◆ **Selected excerpt**
********************

The Company has determined that the key management personnel of the Company consist of its officers and directors. The following table provides information on compensation expense related to officers and directors.

2025 2024
Wages, consulting fees and benefits 1,457,980 1,260,316
Stock based compensation expense - 343,870
Total 1,457,980 1,604,186

As at December 31, 2025, $1,457,980 (2024 – $906,063) of wages and consulting fees is included in accounts payable and accrued liabilities.

10. Taxes

(a) The tax provision differs from the expected amount calculated by applying the Canadian combined federal and provincial corporate income tax rate of 23% (2024 – 23%) to net loss. The major components of these differences are as follows:

2025 2024
Net loss (4,532,313) (4,303,340)
Statutory tax rate 23% 23%
Computed expected income tax (recovery) (1,042,432) (989,768)
Non-deductible expenses 221,156 100,317
Change in unrecognized deferred tax asset 821,276 1,035,256
Other - (145,805)

********************

◆ **Record excerpts**
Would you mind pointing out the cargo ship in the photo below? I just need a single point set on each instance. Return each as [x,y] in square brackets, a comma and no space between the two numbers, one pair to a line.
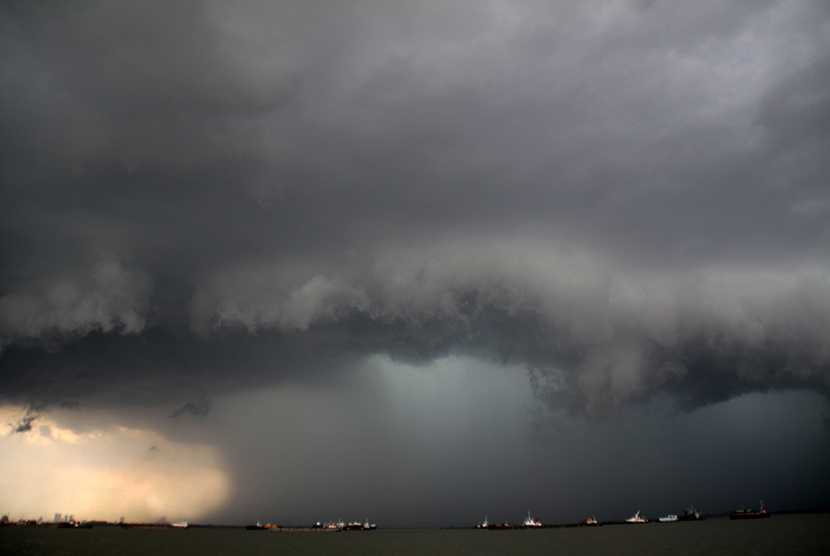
[745,513]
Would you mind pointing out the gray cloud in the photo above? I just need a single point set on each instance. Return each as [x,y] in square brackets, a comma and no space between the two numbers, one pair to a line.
[627,199]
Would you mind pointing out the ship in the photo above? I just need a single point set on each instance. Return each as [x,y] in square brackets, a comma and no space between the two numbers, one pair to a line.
[690,514]
[530,522]
[745,513]
[636,518]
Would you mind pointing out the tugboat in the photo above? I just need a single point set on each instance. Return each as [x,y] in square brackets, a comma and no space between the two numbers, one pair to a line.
[636,518]
[530,522]
[690,514]
[745,513]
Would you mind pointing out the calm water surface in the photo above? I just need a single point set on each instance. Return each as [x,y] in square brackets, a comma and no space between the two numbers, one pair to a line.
[781,534]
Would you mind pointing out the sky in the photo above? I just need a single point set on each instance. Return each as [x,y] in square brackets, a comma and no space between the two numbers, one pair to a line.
[418,262]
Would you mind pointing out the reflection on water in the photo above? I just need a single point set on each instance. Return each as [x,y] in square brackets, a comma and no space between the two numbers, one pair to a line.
[782,534]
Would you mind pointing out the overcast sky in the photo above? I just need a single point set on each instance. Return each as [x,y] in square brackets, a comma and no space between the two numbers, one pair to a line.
[419,262]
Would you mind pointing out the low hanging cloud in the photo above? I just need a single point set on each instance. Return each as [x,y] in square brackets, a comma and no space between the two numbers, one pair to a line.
[107,298]
[627,198]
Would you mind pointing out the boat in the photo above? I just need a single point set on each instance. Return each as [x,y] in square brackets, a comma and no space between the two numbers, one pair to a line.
[530,522]
[745,513]
[690,514]
[636,518]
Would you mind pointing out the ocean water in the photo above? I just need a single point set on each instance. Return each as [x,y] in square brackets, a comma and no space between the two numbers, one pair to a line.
[781,534]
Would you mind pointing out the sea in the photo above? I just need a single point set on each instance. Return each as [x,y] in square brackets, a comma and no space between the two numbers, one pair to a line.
[788,534]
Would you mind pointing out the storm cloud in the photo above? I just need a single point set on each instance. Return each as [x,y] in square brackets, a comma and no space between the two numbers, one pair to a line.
[628,200]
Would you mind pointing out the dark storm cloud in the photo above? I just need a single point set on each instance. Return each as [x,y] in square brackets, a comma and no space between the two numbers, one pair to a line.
[198,408]
[627,198]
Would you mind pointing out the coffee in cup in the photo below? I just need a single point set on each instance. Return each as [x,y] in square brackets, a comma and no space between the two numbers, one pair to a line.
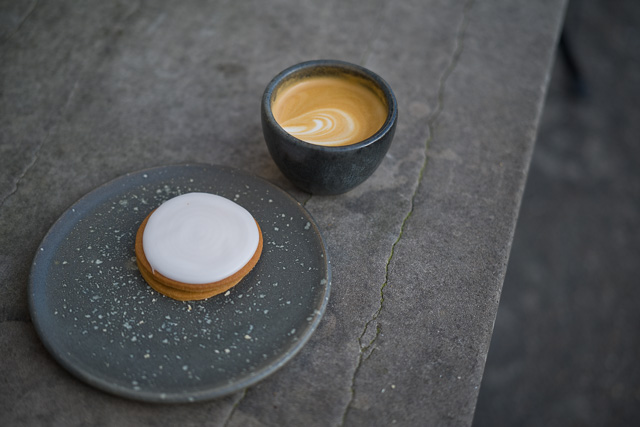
[329,110]
[328,124]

********************

◆ **Your goal**
Reproduce the passage from the financial statement excerpt above, starting at "Statutory tax rate" and ending at "Other - (145,805)".

◆ **Written reply**
Statutory tax rate 23% 23%
Computed expected income tax (recovery) (1,042,432) (989,768)
Non-deductible expenses 221,156 100,317
Change in unrecognized deferred tax asset 821,276 1,035,256
Other - (145,805)